## DATASET EXTRACT
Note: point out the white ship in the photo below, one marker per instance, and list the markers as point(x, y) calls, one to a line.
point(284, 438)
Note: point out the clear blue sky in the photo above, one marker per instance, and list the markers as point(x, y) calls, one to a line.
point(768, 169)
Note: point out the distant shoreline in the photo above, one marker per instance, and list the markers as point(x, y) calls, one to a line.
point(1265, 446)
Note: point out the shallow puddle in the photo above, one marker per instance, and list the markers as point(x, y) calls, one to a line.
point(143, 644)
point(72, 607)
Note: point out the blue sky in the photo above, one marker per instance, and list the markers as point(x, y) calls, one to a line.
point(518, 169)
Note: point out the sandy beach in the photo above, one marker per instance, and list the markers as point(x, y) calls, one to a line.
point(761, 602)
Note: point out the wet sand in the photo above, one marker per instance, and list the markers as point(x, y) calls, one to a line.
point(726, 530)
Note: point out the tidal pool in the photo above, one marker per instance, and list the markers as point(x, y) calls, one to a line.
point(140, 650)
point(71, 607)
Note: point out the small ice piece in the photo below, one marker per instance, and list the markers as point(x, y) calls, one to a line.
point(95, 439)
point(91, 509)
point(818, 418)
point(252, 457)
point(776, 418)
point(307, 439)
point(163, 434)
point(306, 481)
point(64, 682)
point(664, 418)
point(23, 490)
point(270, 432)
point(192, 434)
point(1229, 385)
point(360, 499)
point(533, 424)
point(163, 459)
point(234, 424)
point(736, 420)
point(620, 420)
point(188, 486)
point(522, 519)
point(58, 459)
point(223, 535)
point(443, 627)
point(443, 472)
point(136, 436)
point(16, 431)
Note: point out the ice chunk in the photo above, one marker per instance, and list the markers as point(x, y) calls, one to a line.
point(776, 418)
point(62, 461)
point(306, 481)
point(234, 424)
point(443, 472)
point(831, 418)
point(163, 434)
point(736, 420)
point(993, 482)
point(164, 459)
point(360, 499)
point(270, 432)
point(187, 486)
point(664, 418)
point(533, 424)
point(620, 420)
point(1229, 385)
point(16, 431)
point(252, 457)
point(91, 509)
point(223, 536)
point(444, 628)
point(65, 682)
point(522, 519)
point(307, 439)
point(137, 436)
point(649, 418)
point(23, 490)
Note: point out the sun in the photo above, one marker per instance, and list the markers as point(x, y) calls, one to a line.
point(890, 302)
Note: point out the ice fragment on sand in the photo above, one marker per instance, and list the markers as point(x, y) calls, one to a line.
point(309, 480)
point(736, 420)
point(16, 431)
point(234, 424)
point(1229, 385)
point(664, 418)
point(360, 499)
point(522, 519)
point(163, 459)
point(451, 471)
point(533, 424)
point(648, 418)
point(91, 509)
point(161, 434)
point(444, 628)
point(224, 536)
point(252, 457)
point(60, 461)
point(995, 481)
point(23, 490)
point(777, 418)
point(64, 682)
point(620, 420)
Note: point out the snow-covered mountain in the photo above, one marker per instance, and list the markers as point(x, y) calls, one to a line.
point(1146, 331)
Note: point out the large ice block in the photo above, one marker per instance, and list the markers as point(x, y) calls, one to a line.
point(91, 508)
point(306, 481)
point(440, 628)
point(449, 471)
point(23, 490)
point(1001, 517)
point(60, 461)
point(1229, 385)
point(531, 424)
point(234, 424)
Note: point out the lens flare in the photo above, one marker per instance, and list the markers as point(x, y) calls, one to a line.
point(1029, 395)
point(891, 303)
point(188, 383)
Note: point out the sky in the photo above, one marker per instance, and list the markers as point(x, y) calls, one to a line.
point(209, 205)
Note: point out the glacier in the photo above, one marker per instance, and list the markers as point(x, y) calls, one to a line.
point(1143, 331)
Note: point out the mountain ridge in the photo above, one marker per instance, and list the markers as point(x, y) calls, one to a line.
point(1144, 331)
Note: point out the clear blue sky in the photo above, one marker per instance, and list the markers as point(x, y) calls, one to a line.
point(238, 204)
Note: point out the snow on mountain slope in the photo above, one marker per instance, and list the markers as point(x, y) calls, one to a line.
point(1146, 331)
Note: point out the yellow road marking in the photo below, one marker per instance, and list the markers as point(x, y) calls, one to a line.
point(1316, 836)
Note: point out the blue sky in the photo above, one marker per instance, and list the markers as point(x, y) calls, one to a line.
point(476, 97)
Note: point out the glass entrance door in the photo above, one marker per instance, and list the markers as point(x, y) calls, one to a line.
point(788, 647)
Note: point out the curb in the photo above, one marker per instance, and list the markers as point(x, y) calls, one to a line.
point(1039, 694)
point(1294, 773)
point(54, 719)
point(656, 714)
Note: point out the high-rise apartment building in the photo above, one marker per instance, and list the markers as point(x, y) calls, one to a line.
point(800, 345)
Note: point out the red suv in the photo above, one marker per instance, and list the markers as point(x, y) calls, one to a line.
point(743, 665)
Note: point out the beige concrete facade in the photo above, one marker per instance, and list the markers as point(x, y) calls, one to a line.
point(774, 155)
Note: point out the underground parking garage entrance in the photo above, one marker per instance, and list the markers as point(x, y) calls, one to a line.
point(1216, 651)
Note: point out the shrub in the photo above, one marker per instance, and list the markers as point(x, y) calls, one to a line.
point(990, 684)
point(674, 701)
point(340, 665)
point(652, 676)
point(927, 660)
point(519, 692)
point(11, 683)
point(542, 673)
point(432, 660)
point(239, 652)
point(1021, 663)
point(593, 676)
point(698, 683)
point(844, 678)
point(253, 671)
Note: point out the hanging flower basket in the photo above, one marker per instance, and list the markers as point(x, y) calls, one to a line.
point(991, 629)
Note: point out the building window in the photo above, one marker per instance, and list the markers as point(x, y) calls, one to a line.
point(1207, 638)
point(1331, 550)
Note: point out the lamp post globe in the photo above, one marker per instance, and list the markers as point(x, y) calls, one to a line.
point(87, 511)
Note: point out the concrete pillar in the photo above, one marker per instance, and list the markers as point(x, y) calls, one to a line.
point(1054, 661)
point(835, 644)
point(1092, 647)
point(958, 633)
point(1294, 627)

## EXERCISE REQUIREMENTS
Rewrite all the items above, replacing "one marker per instance" with "one point per object" everywhere it occurs and keeping everything else unchanged.

## SOLUTION FOR THIS EXERCISE
Note: point out the white ship in the photo below, one point per object, and list the markers as point(x, y) calls, one to a line.
point(284, 438)
Note: point out the clear blue sky in the photo above, one point per object, and list the markers as point(x, y) calls, one to a line.
point(768, 169)
Note: point out the distant shoreline in the photo above, one point per object, and list the markers as point(x, y) calls, one to a line.
point(1265, 446)
Note: point out the shallow puddle in the photo above, one point per object, and list the markers as point(x, y) calls, one to a line.
point(143, 644)
point(72, 607)
Note: point out the blue sky in the photo above, one point per object, and list the markers as point(x, y) calls, one to a line.
point(518, 169)
Note: point out the sandy beach in the photo above, one point per object, and list the markers as point(x, y) calls, one to a line.
point(761, 602)
Note: point out the wet sand in the photo above, one point per object, and list the markers as point(x, y) calls, one to a line.
point(726, 530)
Note: point out the tidal pool in the photo above, one point per object, and list the markers as point(x, y) calls, one to a line.
point(140, 650)
point(71, 607)
Note: point out the small ice piece in the photo below, one point per object, and list the markers as point(x, y) calls, one to a line.
point(95, 439)
point(91, 509)
point(818, 418)
point(252, 457)
point(776, 418)
point(307, 439)
point(163, 434)
point(306, 481)
point(64, 682)
point(664, 418)
point(23, 490)
point(270, 432)
point(192, 434)
point(1229, 385)
point(360, 499)
point(533, 424)
point(163, 459)
point(234, 424)
point(736, 420)
point(620, 420)
point(188, 486)
point(522, 519)
point(58, 459)
point(223, 535)
point(443, 627)
point(443, 472)
point(136, 436)
point(16, 431)
Note: point out the ice chunk in the photo above, one point per object, and list the markers as point(x, y) calls, one to a line.
point(776, 418)
point(62, 461)
point(306, 481)
point(234, 424)
point(443, 472)
point(831, 418)
point(163, 434)
point(736, 420)
point(993, 482)
point(164, 459)
point(360, 499)
point(270, 432)
point(187, 486)
point(664, 418)
point(533, 424)
point(620, 420)
point(1229, 385)
point(16, 431)
point(252, 457)
point(91, 509)
point(223, 536)
point(444, 628)
point(65, 682)
point(522, 519)
point(307, 439)
point(137, 436)
point(649, 418)
point(23, 490)
Note: point out the sun in the photo above, one point per object, and list the markers as point(x, y) calls, one to a line.
point(890, 302)
Note: point out the ice fragment on sand in the photo above, one point per object, and list the markers as point(x, y) calls, one to a line.
point(309, 480)
point(736, 420)
point(16, 431)
point(234, 424)
point(1229, 385)
point(664, 418)
point(360, 499)
point(522, 519)
point(163, 459)
point(451, 471)
point(533, 424)
point(648, 418)
point(91, 509)
point(161, 434)
point(444, 628)
point(224, 536)
point(252, 457)
point(60, 461)
point(995, 481)
point(23, 490)
point(777, 418)
point(64, 682)
point(620, 420)
Note: point out the snow-covered mountain in the photo above, one point per object, and list the markers as point(x, y) calls, one to a line.
point(1146, 331)
Note: point out the large ice block in the photo above, one point per object, and list the markers as point(x, y) calls, one to a line.
point(91, 508)
point(306, 481)
point(440, 628)
point(449, 471)
point(23, 490)
point(1001, 517)
point(60, 461)
point(1229, 385)
point(531, 424)
point(234, 424)
Note: point out the lens flare in the photo above, one point per object, and list the markers as point(x, y) calls, one to a line.
point(1029, 395)
point(891, 303)
point(188, 383)
Note: point out the sky in the photo above, one point per object, and list the markers as point(x, y) calls, one to a line.
point(209, 205)
Note: point out the glacier in the photo above, one point per object, and list the markers as point(x, y) calls, one to a line.
point(1143, 331)
Note: point out the mountain ridge in the photo above, one point per object, and list the markers as point(x, y) calls, one to a line.
point(1144, 331)
Note: point out the clear blue sky in the photo above, one point per object, and list the markers as point(x, y) calls, one to a line.
point(238, 204)
Note: point out the snow on mountain slope in the photo above, one point per object, and list the markers as point(x, y) calls, one to a line.
point(1146, 331)
Note: point out the yellow road marking in the photo below, one point per object, and list the markers as point(x, y) calls, one to a line.
point(1316, 836)
Note: point out the blue sky in the photo above, one point per object, and list the markers as point(x, y) calls, one to a line.
point(476, 97)
Note: point out the glass entrance door in the photo above, one point per object, and list the markers as point(x, y) calls, one to a line.
point(788, 647)
Note: point out the curb in the photo above, one point per object, and list the markers as point(x, y) calls, one to a line.
point(1039, 694)
point(1294, 773)
point(54, 719)
point(656, 714)
Note: point out the high-rise apartment building in the photo above, one point per object, and list the markers as point(x, y) calls, one to a line.
point(800, 345)
Note: point out the red suv in the photo above, one point per object, and list the markers as point(x, y) calls, one to a line.
point(743, 665)
Note: point out the beige concrete facade in the photo above, one point per object, and list the markers as point(x, y) calls, one to a line.
point(774, 155)
Note: point out the underground parking garage entrance in the photo above, one point per object, and list the markers as point(x, y) calls, one to a line.
point(1216, 651)
Note: point out the shrub in the photo above, one point per object, and list the markers as point(x, y) calls, one to a line.
point(990, 684)
point(674, 701)
point(340, 665)
point(652, 676)
point(927, 660)
point(519, 692)
point(11, 683)
point(542, 673)
point(432, 660)
point(239, 652)
point(1021, 663)
point(593, 676)
point(698, 683)
point(844, 678)
point(253, 671)
Note: point out the hanging flower basket in the photo above, one point per object, and list the markers as point(x, y) calls, one to a line.
point(991, 629)
Note: point out the building window in the photo above, one point per object, and list the markers as point(x, y) calls, one to a line.
point(1207, 638)
point(1331, 550)
Note: point out the lamp post globe in the photo above, one point per object, and list the markers as point(x, y) calls, one to a line.
point(87, 511)
Note: point out the concrete pillar in the photo above, one point per object, and list the markers as point(x, y) calls, one to a line.
point(1054, 661)
point(835, 644)
point(1092, 647)
point(958, 633)
point(1294, 627)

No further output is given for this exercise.